> [Work required]: Could you print every record below exactly as it appears?

> [Exercise inputs]:

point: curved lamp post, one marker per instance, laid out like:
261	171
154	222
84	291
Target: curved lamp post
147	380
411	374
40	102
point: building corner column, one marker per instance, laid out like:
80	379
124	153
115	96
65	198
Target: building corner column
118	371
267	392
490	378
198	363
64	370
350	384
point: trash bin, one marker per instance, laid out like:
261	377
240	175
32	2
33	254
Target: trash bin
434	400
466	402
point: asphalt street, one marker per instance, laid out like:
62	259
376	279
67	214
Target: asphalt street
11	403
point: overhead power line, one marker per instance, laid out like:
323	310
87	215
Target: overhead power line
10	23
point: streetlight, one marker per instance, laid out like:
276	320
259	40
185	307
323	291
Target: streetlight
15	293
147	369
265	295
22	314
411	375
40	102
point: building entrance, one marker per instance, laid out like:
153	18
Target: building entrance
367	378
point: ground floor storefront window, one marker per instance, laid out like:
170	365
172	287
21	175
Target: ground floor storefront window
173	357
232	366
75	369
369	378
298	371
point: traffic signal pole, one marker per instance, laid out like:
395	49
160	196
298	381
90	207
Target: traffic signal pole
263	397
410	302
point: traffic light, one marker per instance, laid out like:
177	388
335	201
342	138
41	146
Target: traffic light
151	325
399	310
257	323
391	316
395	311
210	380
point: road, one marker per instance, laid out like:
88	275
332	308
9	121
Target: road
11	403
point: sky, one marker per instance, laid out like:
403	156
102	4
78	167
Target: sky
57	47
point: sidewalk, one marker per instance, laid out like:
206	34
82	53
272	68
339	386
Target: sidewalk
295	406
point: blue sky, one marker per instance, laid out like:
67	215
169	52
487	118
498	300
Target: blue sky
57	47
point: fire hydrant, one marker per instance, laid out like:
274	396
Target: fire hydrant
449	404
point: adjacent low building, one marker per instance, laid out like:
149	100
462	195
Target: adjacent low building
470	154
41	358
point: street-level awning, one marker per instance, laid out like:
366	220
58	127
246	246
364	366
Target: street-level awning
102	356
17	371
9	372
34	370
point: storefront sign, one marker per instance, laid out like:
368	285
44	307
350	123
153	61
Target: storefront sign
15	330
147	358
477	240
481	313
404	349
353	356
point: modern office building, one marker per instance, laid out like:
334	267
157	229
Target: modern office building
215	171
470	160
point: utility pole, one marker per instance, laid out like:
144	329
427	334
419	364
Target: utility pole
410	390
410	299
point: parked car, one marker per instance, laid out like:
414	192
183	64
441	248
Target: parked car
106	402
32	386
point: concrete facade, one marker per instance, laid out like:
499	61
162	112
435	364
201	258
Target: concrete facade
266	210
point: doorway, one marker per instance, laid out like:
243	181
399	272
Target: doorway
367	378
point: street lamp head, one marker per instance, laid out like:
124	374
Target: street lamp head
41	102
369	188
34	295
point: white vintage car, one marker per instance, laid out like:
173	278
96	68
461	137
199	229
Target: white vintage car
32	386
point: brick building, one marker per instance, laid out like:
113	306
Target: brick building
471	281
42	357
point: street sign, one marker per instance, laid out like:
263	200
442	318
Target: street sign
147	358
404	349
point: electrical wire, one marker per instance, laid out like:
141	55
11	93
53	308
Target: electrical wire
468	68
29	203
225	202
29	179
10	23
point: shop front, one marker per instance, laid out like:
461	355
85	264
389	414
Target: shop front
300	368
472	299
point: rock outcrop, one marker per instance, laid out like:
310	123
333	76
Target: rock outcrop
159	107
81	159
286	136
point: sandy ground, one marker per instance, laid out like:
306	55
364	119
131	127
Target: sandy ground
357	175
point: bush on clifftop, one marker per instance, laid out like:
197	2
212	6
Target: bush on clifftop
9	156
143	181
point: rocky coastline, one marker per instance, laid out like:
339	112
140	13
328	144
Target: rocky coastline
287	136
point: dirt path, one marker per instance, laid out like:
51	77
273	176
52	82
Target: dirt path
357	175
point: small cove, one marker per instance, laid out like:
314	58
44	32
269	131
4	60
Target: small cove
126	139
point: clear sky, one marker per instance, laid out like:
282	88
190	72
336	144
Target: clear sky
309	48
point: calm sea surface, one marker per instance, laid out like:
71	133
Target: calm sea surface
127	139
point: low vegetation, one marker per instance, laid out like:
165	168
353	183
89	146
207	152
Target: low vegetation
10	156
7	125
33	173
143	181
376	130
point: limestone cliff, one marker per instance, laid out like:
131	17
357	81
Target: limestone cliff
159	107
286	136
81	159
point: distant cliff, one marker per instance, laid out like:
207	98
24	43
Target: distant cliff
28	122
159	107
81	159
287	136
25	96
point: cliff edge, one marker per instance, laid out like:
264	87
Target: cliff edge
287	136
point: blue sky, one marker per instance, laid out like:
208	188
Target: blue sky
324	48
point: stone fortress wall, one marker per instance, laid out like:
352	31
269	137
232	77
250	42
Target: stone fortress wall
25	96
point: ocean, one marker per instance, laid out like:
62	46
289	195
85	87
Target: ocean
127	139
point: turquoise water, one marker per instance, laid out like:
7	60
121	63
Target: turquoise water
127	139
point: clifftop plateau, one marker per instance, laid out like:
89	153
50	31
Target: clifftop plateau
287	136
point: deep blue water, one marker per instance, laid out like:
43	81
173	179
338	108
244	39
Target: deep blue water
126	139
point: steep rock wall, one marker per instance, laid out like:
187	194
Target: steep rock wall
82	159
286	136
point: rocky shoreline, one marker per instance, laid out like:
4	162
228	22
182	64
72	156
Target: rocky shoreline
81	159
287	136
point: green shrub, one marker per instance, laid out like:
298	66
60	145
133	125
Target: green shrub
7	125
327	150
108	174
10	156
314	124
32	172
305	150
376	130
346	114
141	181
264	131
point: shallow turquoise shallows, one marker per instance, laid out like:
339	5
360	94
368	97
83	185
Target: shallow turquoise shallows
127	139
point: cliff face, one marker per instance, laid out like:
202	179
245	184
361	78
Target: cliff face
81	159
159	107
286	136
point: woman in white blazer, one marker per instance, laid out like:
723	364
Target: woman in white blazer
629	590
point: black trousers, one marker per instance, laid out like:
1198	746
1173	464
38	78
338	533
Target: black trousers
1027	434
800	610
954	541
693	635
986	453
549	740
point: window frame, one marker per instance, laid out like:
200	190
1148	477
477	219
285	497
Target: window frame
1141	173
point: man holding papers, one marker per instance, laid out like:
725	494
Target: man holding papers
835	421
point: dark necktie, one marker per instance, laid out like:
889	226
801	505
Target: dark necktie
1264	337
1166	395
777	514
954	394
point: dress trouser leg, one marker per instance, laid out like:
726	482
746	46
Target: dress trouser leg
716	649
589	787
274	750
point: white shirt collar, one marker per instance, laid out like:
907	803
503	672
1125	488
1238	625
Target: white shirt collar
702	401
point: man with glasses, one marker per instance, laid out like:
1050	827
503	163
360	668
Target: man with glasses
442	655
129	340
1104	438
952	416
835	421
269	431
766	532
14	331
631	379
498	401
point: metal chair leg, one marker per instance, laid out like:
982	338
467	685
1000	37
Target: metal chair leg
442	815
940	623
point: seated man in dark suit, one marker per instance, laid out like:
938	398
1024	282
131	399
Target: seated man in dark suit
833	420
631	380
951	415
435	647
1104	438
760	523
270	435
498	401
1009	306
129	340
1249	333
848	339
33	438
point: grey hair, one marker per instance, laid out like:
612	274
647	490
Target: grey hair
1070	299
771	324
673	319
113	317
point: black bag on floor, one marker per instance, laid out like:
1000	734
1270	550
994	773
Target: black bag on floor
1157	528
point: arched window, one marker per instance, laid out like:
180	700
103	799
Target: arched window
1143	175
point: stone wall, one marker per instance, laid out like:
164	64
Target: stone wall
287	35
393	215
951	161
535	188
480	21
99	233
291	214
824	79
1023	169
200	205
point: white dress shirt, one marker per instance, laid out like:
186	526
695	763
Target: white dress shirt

> [Answer to the exercise]:
point: curved lamp post, one marker per instance, laid out like:
261	171
154	222
84	291
Target: curved lamp post
147	380
411	374
40	102
point: building corner column, one marker per instance, laid out like:
80	379
124	153
115	96
65	198
Target: building corner column
118	371
267	392
490	378
198	363
64	370
350	384
point: trash bin, one marker per instance, laid out like:
261	377
240	175
32	2
33	254
Target: trash bin
434	400
466	402
point: asphalt street, one marker per instance, laid out like:
62	259
376	279
67	214
Target: asphalt street
11	403
point: overhead power line, one marker per instance, laid out like:
323	310
87	215
Target: overhead power line
10	23
point: streetlight, one marker per instance, laid out like:
276	320
259	40
185	307
323	291
Target: streetlight
15	293
147	369
265	295
22	314
411	375
40	102
point: building entrance, one marker per instance, laid out like:
153	18
Target: building entrance
367	378
point: ground floor storefront window, one marker per instance, laid out like:
170	365
172	287
21	175
Target: ground floor storefront window
173	357
232	366
75	369
369	378
298	371
point: traffic signal pole, one marker per instance, laid out like:
395	49
160	196
298	381
90	207
Target: traffic signal pole
263	397
410	302
point: traffic light, one marker per instance, laid out like:
177	388
335	201
342	138
41	146
Target: traffic light
151	325
399	310
257	323
391	316
395	311
210	380
point: road, one marker per instance, laid out like:
88	275
332	308
9	121
Target: road
11	403
point: sky, one marker per instance, laid out like:
403	156
102	4
78	167
Target: sky
57	47
point: sidewalk, one marker per instance, laid out like:
206	34
82	53
272	68
339	386
Target: sidewalk
295	406
point: blue sky, one marker per instance, laid out like:
67	215
169	52
487	118
498	300
Target: blue sky
57	47
point: fire hydrant, one marker per instance, laid out like:
274	396
Target: fire hydrant
449	404
point: adjacent low building, one marker per instance, laid out like:
149	100
462	195
Target: adjacent low building
470	154
41	358
point: street-level awning, one marker per instance, laid out like:
366	220
58	127
246	246
364	366
Target: street-level awning
102	356
17	371
9	372
34	370
point: storefront sign, one marker per instance, laid out like:
368	285
44	307
350	123
153	61
Target: storefront sign
15	330
147	358
477	240
481	313
404	349
353	356
point: modern office building, one marker per instance, laid out like:
334	267
157	229
Target: modern office building
215	171
470	160
point: utility pole, one marker per instance, laid out like:
144	329
427	334
419	364
Target: utility pole
410	390
410	299
point: parked car, one marker per instance, laid out like:
414	192
183	64
441	248
Target: parked car
106	402
32	386
point: concrete facade, one marker per instance, laid out like:
499	61
162	112
435	364
201	258
Target: concrete facade
266	210
point: doorway, one marker per instance, laid out like:
243	181
399	272
Target: doorway
367	378
point: street lamp head, one marker per instance, laid out like:
124	374
Target: street lamp head
41	102
369	188
34	295
point: white vintage car, one marker per instance, laid out like:
173	278
96	68
461	137
199	229
Target: white vintage car
32	386
point: brick building, one marker per instance, laid out like:
113	306
Target: brick building
471	281
42	357
point: street sign, one marker per instance, laid out like:
263	200
442	318
Target: street sign
147	358
404	349
point: electrical wire, one marker per instance, laid out like:
141	55
11	93
53	308
Target: electrical wire
468	68
29	203
225	202
29	179
10	23
point: shop front, one marker per instance, laid out like:
461	355
85	264
389	414
Target: shop front
300	368
472	299
point: rock outcrop, one marker per instance, laid out like:
310	123
333	76
Target: rock outcrop
159	107
81	159
286	136
point: sandy ground, one marker per instance, laid out like:
306	55
364	119
131	127
Target: sandy ground
357	175
point: bush on clifftop, one marker per instance, laid out like:
197	2
212	6
Target: bush on clifftop
9	156
143	181
point: rocky coastline, one marker per instance, laid out like:
339	112
140	13
328	144
Target: rocky coastline
287	136
point: dirt path, one marker per instance, laid out like:
51	77
273	176
52	82
Target: dirt path
357	175
point: small cove, one marker per instance, laid out like:
314	58
44	32
269	131
4	60
Target: small cove
126	139
point: clear sky, one marker per instance, laid out like:
282	88
190	72
336	144
Target: clear sky
309	48
point: calm sea surface, one marker per instance, laid out like:
71	133
Target: calm sea surface
127	139
point: low vegetation, one marker per instance, laid out like:
165	168
353	183
89	146
207	152
Target: low vegetation
10	156
7	125
33	173
143	181
376	130
point: limestone cliff, one marker per instance, laid out like:
131	17
357	81
Target: limestone cliff
159	107
286	136
81	159
point: distant cliff, one marker per instance, laid out like:
207	98
24	43
Target: distant cliff
28	122
159	107
81	159
287	136
25	96
point: cliff edge, one marker per instance, laid out like:
264	87
Target: cliff edge
287	136
point: blue sky, one marker per instance, laid out like:
208	188
Target: blue sky
324	48
point: stone fortress wall, one marker per instance, laid out like:
352	31
269	137
232	77
250	42
Target: stone fortress wall
25	96
point: ocean, one marker per instance, laid out like:
62	46
289	195
85	87
Target: ocean
127	139
point: turquoise water, one marker per instance, laid out like:
7	60
121	63
Target: turquoise water
127	139
point: clifftop plateau, one marker per instance, laid out like:
89	153
50	31
Target: clifftop plateau
287	136
point: deep blue water, one marker per instance, laid out like:
43	81
173	179
338	108
244	39
Target: deep blue water
126	139
point: steep rock wall, one marker per instance, laid out like:
187	194
Target: steep rock wall
82	159
286	136
point: rocky shoreline, one marker per instance, laid out like:
4	162
228	22
182	64
72	156
Target: rocky shoreline
81	159
287	136
point: green shrub, one marker per instance, laid out like:
298	66
60	145
133	125
Target: green shrub
7	125
327	150
108	174
10	156
314	124
32	172
305	150
376	130
346	114
141	181
264	131
point: shallow turquoise shallows, one marker per instance, laid out like:
339	5
360	94
368	97
83	185
Target: shallow turquoise shallows
127	139
point: cliff face, one marker per instance, laid out like:
202	179
245	184
361	78
Target: cliff face
81	159
159	107
286	136
point: woman in white blazer, one marker per instance, laid out like:
723	364
Target: woman in white blazer
629	590
point: black trousers, one marker per instance, laid out like:
1198	746
1173	464
38	78
338	533
Target: black trousers
1027	434
800	610
954	541
693	635
986	453
549	740
point: window frame, one marker per instance, laid out like:
200	190
1148	477
477	219
285	497
Target: window frame
1141	173
point: man holding papers, one marker per instance, laid out like:
725	494
Target: man holding papers
835	421
point: dark necktie, one marker per instance, laid out like:
889	226
801	505
Target: dark necktie
1264	337
1166	395
777	514
954	394
point: dress trouser leg, one marker per instance, laid out like:
726	482
746	46
Target: dress trouser leg
716	649
589	787
274	750
point: white shirt collar, one marker per instance, laid out like:
907	803
503	672
1125	488
1238	625
Target: white shirt collar
702	401
point: man with glasses, one marker per instance, laid out like:
1050	827
503	163
360	668
Target: man with glasses
442	655
129	340
1104	438
952	416
835	421
269	431
766	532
14	331
631	379
498	401
point: metal chair leg, one marker per instance, laid out like:
982	338
467	685
1000	37
Target: metal chair leg
442	815
940	623
point: seated man in dark suit, one marker per instance, laid out like:
938	398
1024	282
131	399
Target: seated man in dark suit
833	420
631	380
951	415
435	647
1104	438
760	523
270	435
498	401
1009	306
129	340
1249	333
848	339
33	438
point: grey hair, one marker per instance, laid out like:
612	274
647	490
Target: grey hair
1070	299
771	324
673	319
113	317
point: black bag on floor, one marker per instance, laid out like:
1000	734
1270	550
994	773
Target: black bag on floor
1157	528
point: arched window, one marker per instance, laid out like:
180	700
103	799
Target: arched window
1143	175
point: stone wall, one marker per instance, laid out like:
164	64
Target: stone wall
287	35
393	215
951	161
535	188
480	21
99	233
291	214
824	79
1023	169
200	205
point: white dress shirt, one marker per instance, laid out like:
186	526
695	763
Target: white dress shirt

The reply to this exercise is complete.